» **指示**:
以下の行に現れる「cabinet」をすべて「cupboard」に置き換え、その他は一切変更せずに全行を再掲してください。

-*-*-

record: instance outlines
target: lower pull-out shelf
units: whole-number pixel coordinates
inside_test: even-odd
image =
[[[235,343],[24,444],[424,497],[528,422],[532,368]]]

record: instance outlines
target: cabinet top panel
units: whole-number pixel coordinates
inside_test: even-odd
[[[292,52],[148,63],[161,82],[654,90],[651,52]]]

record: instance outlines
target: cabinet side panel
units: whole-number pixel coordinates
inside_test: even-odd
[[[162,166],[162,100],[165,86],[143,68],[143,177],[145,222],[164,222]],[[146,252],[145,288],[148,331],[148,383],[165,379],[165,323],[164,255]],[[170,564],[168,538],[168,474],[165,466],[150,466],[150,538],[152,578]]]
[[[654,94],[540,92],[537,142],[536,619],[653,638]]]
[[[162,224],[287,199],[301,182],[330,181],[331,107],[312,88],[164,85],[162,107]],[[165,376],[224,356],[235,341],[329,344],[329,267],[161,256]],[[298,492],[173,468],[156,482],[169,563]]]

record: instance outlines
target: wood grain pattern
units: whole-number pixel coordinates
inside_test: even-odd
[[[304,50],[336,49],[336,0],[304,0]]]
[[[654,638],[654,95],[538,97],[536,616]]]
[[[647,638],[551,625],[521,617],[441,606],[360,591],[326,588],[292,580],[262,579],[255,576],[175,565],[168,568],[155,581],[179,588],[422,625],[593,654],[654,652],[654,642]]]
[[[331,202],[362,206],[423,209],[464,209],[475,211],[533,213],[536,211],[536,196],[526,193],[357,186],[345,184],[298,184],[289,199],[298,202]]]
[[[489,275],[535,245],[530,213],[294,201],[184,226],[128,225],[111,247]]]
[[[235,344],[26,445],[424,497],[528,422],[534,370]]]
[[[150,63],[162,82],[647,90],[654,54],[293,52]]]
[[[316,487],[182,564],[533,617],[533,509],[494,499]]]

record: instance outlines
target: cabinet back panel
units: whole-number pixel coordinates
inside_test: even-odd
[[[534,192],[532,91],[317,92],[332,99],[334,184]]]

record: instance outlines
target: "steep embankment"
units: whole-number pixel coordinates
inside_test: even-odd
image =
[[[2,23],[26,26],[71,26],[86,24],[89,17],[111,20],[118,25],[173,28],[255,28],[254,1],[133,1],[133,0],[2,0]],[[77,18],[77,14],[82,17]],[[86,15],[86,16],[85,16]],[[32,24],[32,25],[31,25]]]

-*-*-

» **結果は以下**:
record: instance outlines
target: lower pull-out shelf
units: whole-number pixel coordinates
inside_test: even-odd
image =
[[[235,343],[24,444],[424,497],[528,422],[532,368]]]

record: instance outlines
target: cupboard top panel
units: whole-number pixel coordinates
inside_test: even-odd
[[[292,52],[148,63],[161,82],[654,90],[651,52]]]

record: instance outlines
target: cupboard side panel
units: whole-number pixel coordinates
inside_test: even-odd
[[[162,166],[162,100],[165,86],[143,68],[143,177],[145,222],[164,222]],[[146,252],[145,288],[148,331],[148,383],[165,379],[165,323],[164,255]],[[170,564],[168,538],[168,474],[165,466],[150,466],[150,538],[152,578]]]
[[[654,94],[540,92],[537,142],[536,619],[653,638]]]
[[[162,224],[287,199],[301,182],[330,181],[331,107],[312,88],[164,85],[162,107]],[[165,376],[224,356],[235,341],[329,344],[329,267],[161,256]],[[298,492],[173,468],[156,482],[169,563]]]

record: instance outlines
target: wood grain pattern
units: whole-number pixel coordinates
inside_test: even-odd
[[[304,50],[336,49],[336,0],[304,0]]]
[[[654,638],[654,95],[538,97],[536,616]]]
[[[647,638],[551,625],[521,617],[441,606],[360,591],[326,588],[292,580],[262,579],[255,576],[175,565],[168,568],[155,581],[179,588],[422,625],[593,654],[654,652],[654,642]]]
[[[331,202],[362,206],[423,209],[464,209],[475,211],[533,213],[536,211],[536,196],[526,193],[357,186],[345,184],[298,184],[289,199],[298,202]]]
[[[489,275],[535,245],[530,213],[294,201],[184,226],[128,225],[111,247]]]
[[[235,344],[26,445],[424,497],[528,422],[534,370]]]
[[[150,63],[162,82],[647,90],[654,54],[293,52]]]
[[[316,487],[182,564],[533,617],[533,509],[494,499]]]

record: instance outlines
target: cupboard back panel
units: whole-number pixel coordinates
inside_test: even-odd
[[[534,192],[532,91],[317,92],[332,99],[334,184]]]

record: instance outlines
target: "steep embankment"
units: whole-number pixel coordinates
inside_test: even-odd
image =
[[[2,23],[26,26],[71,26],[86,24],[89,17],[111,20],[118,25],[173,28],[255,28],[254,1],[133,1],[133,0],[2,0]],[[77,18],[77,14],[82,17]],[[86,15],[86,16],[85,16]],[[32,24],[32,25],[31,25]]]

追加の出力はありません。